_The problem_: Exactly reproduce the lines from the line that has "Each instance gets a single point. Label the parked" down to the last line of the entries, inclusive.
** Begin Dataset records **
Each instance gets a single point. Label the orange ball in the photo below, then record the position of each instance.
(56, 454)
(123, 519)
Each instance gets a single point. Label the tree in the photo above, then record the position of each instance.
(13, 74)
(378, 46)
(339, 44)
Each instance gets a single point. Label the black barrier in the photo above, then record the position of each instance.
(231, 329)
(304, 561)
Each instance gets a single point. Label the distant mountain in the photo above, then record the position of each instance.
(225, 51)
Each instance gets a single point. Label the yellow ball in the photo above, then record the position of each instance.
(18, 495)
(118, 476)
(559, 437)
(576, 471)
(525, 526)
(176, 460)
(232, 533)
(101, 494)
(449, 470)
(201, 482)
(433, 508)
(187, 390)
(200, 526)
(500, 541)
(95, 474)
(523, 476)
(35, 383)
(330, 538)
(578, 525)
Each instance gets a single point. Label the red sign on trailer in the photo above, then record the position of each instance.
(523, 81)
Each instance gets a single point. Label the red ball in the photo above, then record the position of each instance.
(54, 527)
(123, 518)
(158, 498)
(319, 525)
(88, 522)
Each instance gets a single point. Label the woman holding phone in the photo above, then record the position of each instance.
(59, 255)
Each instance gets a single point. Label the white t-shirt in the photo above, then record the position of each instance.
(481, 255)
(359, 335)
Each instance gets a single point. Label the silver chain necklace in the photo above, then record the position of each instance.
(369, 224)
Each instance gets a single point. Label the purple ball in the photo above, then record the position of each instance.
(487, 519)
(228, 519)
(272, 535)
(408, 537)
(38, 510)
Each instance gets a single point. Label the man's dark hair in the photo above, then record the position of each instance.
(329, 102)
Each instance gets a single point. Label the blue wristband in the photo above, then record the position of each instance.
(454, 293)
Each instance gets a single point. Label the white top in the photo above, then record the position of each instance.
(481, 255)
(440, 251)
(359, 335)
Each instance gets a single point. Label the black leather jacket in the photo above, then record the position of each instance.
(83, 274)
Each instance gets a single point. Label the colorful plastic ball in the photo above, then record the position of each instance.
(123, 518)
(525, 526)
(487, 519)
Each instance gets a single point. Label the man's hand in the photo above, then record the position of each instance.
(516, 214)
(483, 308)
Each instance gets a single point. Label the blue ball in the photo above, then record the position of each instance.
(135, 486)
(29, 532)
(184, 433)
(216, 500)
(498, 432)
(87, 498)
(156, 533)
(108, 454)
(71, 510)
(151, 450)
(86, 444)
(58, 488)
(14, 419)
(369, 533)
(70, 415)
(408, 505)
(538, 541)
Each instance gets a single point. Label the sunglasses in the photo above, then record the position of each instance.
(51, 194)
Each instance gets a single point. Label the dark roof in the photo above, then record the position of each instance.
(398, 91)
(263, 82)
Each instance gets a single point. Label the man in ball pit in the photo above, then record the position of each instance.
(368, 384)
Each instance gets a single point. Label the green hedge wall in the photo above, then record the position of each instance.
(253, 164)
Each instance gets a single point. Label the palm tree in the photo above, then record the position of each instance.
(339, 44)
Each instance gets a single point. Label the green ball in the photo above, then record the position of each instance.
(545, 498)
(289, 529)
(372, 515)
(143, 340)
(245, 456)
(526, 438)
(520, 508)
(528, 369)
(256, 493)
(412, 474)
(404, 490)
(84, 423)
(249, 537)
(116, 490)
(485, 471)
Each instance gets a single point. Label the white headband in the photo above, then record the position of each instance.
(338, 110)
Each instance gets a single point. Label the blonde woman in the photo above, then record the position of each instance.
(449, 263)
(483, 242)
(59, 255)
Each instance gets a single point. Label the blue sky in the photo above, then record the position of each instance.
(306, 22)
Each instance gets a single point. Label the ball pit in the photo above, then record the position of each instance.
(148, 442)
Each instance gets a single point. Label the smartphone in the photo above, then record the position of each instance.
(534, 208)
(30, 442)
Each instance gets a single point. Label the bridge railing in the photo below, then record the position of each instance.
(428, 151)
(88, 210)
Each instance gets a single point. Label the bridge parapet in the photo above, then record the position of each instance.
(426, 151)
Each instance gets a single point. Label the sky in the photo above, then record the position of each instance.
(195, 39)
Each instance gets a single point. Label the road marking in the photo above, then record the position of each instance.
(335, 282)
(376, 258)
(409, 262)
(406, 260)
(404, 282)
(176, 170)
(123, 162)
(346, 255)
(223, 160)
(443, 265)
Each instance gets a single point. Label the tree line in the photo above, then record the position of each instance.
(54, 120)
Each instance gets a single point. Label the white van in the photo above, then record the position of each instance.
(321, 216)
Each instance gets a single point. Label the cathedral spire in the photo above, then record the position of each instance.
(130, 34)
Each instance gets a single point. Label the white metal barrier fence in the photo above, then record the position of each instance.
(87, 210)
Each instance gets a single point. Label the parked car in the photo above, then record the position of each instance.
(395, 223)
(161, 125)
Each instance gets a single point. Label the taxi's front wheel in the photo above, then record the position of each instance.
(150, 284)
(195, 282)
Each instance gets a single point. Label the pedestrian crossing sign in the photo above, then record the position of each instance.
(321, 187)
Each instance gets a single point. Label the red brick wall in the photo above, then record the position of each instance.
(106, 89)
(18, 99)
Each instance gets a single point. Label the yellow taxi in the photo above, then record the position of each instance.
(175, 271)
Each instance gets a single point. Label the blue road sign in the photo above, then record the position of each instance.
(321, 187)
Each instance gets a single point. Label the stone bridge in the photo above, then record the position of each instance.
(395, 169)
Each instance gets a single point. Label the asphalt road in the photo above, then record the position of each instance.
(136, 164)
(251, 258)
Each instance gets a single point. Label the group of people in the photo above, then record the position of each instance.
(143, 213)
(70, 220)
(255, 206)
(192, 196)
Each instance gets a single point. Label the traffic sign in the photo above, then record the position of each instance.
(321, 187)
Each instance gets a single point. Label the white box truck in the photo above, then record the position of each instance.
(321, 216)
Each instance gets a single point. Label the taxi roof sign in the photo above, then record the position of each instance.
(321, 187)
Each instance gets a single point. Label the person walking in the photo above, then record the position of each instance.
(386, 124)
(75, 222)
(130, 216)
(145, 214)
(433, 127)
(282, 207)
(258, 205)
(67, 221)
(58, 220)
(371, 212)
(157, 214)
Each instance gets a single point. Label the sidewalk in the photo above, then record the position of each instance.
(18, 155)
** End Dataset records **
_Exercise solution_:
Each instance gets a single point. Label the parked car in the photo above, then record the position of each instance.
(395, 223)
(161, 125)
Each instance gets a single point. Label the taxi's front wheel in the photo above, then record the position of each instance.
(150, 284)
(195, 282)
Each instance gets a single point. Label the pedestrian crossing sign in the photo above, then record the position of each instance.
(321, 187)
Each instance gets a single point. Label the red brick wall in the photo above, then record the position of each instance.
(106, 89)
(18, 99)
Each instance gets a single point. Label the yellow taxi in the photo above, then record the position of each instance.
(175, 271)
Each instance gets a single point. Label the blue road sign in the photo above, then record the position of each instance.
(321, 187)
Each instance gets a single point. Label the stone bridge in the photo above, then record the position of each instance.
(395, 169)
Each instance gets a single point. Label the asphalt road in the photo above, then record the position of each instance.
(136, 164)
(251, 258)
Each instance gets a single point. Label the group of people in the photo above, then record the position of each instance.
(143, 213)
(70, 220)
(255, 206)
(192, 196)
Each instance gets a single point. Label the traffic sign in the photo above, then record the position of each instance.
(321, 187)
Each instance gets a single point. Label the white box truck in the photo above, then record the position of each instance.
(321, 216)
Each instance gets a single point. Label the taxi roof sign in the photo above, then record the position of each instance.
(321, 187)
Each instance gets a single point. Label the person walking in the photo above, then record the position of each instance.
(386, 124)
(75, 222)
(130, 216)
(145, 214)
(433, 127)
(282, 207)
(258, 205)
(67, 221)
(58, 220)
(371, 212)
(157, 214)
Each instance gets a single point. Label the sidewalk in the photo above, then record the position of each instance.
(18, 155)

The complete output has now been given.